» REQUIRED TASK 1: Pull out each line of the records that contains the word "every", and reproduce those lines as they appear.

### TEXT PROVIDED ###

But enough with the sap, and down to the…sap.
The secret to avoid crying while walking down the aisle: your mom reciting stand-up comedy routines in your ear.
We wanted the ceremony to be light and fun with a hint of tradition, and the script my sister wrote fit us to a tee. In addition to the duet, we had a poem, a reading, a traditional wine blessing, and a heaping handful of jokes. Which is another secret to avoid crying through your entire ceremony. Because, CLASSIC BRIDE MISTAKE: I didn’t wear waterproof mascara.
My cousin Jackie was gracious enough to present a short explanation of the Jewish glass-breaking ceremony, in case any of our friends and family members were very confused when Jonathan appeared to be stomping on something angrily during an otherwise peaceful wedding ceremony.
The gorgeous birch chuppah was Jonathan’s wedding gift to me; he and his father assembled it on site the morning of the wedding, topped with the tallit my sister and I wore during our bat mitzvah. The chuppah was easily one of my favorite wedding details, and I’m still trying to convince Jonathan to up-cycle the wood into a coffee table and some rustic votive holders.
A special thank-you to Gretchen for not only playing make-up artist for some of my bridesmaids, but for her enthusiasm with the pink ribbon dancers during the recessional.
When the ceremony ended, that’s when I began to get a hint that we were behind schedule. CLASSIC BRIDE MISTAKE: I planned and printed out an intricate schedule spreadsheet for my wedding party and vendors, but I didn’t have the forethought to bring a watch.
Luckily our photographers zipped through the family portraits in an organized fashion, and managed not to skimp on the quality at the same time.
Another CLASSIC BRIDE MISTAKE: I didn’t hire a wedding coordinator. When the ceremony ended and it became my job to round up our family and wedding party who had sneaked off to cocktail hour to take shots of bourbon, that’s when the hindsight really kicked in. Although my venue came with a rehearsal and day-of coordinator, both the rehearsal and the wedding were riddled with coordination and organization problems, much to my disappointment. After the ceremony, the people-moving part of the coordination fell on my shoulders; at which point I realized I wasn’t entirely sure where to send people, or what was going on, because I had no watch, and I left my wedding binder on one of the reception tables during setup.

###

» REQUIRED TASK 2: According to the wedding account above, who assembled the birch chuppah, and when?

### RECORDS SHOWN ###

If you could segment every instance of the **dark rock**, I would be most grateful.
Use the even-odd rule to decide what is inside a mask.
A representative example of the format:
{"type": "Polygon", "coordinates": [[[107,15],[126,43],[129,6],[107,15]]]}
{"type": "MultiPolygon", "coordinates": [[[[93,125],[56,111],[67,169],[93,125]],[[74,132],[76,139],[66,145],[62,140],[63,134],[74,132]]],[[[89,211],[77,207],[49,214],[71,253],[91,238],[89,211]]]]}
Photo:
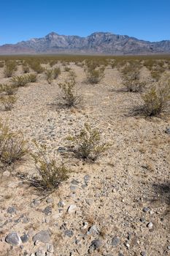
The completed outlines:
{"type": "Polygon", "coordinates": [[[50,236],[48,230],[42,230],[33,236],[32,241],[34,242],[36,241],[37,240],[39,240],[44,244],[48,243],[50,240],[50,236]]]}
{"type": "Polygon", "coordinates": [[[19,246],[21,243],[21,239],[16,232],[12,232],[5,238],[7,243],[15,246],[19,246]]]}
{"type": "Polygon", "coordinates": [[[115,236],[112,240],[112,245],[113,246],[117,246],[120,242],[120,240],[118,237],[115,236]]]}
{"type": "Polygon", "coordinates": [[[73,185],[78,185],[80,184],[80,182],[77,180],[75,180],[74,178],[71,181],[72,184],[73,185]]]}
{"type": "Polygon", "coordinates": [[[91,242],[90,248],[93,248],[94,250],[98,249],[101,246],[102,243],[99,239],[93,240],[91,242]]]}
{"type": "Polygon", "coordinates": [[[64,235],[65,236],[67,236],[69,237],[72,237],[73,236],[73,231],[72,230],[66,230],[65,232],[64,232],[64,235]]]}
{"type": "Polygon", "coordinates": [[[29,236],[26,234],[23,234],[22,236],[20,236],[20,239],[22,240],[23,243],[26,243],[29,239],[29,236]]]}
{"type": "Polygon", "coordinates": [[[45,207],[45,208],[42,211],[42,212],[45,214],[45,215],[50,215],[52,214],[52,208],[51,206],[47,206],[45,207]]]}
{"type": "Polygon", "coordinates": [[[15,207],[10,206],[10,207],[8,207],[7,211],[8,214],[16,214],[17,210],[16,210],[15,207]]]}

###
### RECORDS SHOWN ###

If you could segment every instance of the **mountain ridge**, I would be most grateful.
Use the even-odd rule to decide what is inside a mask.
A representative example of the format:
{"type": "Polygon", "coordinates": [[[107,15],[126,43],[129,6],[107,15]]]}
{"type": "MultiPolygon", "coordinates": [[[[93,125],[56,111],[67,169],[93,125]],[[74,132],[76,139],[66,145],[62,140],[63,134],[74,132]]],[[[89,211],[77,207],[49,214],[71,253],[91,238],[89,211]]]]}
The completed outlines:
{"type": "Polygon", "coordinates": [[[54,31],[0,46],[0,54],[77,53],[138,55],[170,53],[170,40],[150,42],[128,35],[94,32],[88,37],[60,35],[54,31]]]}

###

» TASK RESULT 1:
If you could segment every instance of the **dark rock**, I would be most grateful.
If you could segment every instance of the **mountain ridge**, I would be most grateful.

» TASK RESULT 2: Jonathan and his father assembled it on site the morning of the wedding.